TASK TO CARRY OUT: Revise the listing below, changing "skyscraper" to "high-rise" wherever it occurs and leaving every other character unchanged.

BEGIN INFORMATION SHOWN

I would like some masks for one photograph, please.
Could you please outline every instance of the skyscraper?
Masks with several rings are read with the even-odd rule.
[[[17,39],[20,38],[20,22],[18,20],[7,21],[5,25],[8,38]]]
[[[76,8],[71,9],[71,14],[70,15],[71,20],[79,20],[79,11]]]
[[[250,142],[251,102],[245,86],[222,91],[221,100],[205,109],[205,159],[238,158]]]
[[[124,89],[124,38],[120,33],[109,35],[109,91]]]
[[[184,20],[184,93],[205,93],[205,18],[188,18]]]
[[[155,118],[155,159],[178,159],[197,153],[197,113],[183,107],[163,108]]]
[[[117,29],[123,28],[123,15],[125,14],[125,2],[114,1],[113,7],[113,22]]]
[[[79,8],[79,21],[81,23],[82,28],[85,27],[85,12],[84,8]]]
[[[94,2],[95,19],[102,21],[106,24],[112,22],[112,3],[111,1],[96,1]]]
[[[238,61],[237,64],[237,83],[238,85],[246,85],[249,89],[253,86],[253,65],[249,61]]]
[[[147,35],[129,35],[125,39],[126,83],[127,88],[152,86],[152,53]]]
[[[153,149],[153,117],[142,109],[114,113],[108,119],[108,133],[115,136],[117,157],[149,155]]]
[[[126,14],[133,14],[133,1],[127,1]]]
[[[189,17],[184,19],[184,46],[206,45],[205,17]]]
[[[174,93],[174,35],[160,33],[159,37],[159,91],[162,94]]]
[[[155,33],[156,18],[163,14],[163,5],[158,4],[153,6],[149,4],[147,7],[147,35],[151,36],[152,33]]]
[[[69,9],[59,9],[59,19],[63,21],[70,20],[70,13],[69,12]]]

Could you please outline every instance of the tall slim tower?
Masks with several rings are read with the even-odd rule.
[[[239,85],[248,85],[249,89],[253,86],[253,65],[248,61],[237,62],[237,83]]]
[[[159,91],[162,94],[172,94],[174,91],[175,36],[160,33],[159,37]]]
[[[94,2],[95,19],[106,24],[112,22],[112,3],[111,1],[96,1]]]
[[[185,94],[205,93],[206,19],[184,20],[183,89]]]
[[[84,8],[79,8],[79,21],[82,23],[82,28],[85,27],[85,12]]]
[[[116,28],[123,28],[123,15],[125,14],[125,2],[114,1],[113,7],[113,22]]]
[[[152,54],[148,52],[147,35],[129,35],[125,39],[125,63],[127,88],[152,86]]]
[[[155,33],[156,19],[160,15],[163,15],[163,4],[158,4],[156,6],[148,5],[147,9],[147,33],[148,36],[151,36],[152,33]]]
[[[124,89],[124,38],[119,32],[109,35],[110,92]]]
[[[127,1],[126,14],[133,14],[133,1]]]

END INFORMATION SHOWN

RESPONSE FOR THIS EXERCISE:
I would like some masks for one photograph, please.
Could you please outline every instance of the high-rise?
Masks with several rings are read with the even-odd rule.
[[[17,39],[20,38],[20,22],[18,20],[7,21],[5,25],[8,38]]]
[[[76,8],[71,9],[71,14],[70,15],[71,20],[79,20],[79,11]]]
[[[250,142],[251,102],[245,86],[222,91],[221,100],[205,109],[205,159],[238,158]]]
[[[124,89],[124,38],[120,33],[109,35],[109,91]]]
[[[184,20],[184,93],[205,93],[205,18],[188,18]]]
[[[155,118],[155,159],[178,159],[197,153],[197,113],[183,107],[163,108]]]
[[[117,29],[123,28],[123,15],[125,14],[125,2],[114,1],[113,7],[113,22]]]
[[[79,8],[79,21],[81,23],[82,28],[85,27],[85,12],[84,8]]]
[[[94,2],[95,19],[102,21],[106,24],[112,22],[112,3],[111,1],[96,1]]]
[[[238,61],[237,64],[237,83],[238,85],[246,85],[249,89],[253,86],[253,65],[249,61]]]
[[[147,35],[129,35],[125,39],[126,83],[127,88],[152,86],[152,53]]]
[[[153,149],[153,117],[142,109],[114,113],[108,119],[108,133],[115,136],[117,157],[149,155]]]
[[[126,14],[133,14],[133,1],[127,1]]]
[[[189,17],[184,19],[184,46],[206,45],[205,17]]]
[[[174,93],[174,35],[160,33],[159,37],[159,91],[162,94]]]
[[[155,33],[156,18],[163,14],[163,5],[158,4],[153,6],[149,4],[147,7],[147,35],[151,36],[152,33]]]
[[[69,9],[59,9],[59,19],[63,21],[70,20],[70,13],[69,12]]]

Could you please outline every instance of the tall slim tower?
Masks with several rings are read with the even-odd rule.
[[[239,85],[248,85],[249,89],[253,86],[253,65],[248,61],[237,62],[237,83]]]
[[[159,91],[162,94],[172,94],[174,91],[175,36],[160,33],[159,37]]]
[[[94,2],[95,19],[106,24],[112,22],[112,3],[111,1],[96,1]]]
[[[185,94],[205,93],[206,19],[184,20],[183,89]]]
[[[84,8],[79,8],[79,21],[82,23],[82,28],[85,27],[85,12]]]
[[[116,28],[123,28],[123,15],[125,14],[125,2],[114,1],[113,7],[113,22]]]
[[[152,54],[148,52],[147,35],[129,35],[125,39],[125,63],[127,88],[152,86]]]
[[[155,33],[156,19],[160,15],[163,15],[163,4],[158,4],[156,6],[148,5],[147,9],[147,33],[148,36],[151,36],[152,33]]]
[[[124,89],[124,38],[119,32],[109,35],[110,92]]]
[[[127,1],[126,14],[133,14],[133,1]]]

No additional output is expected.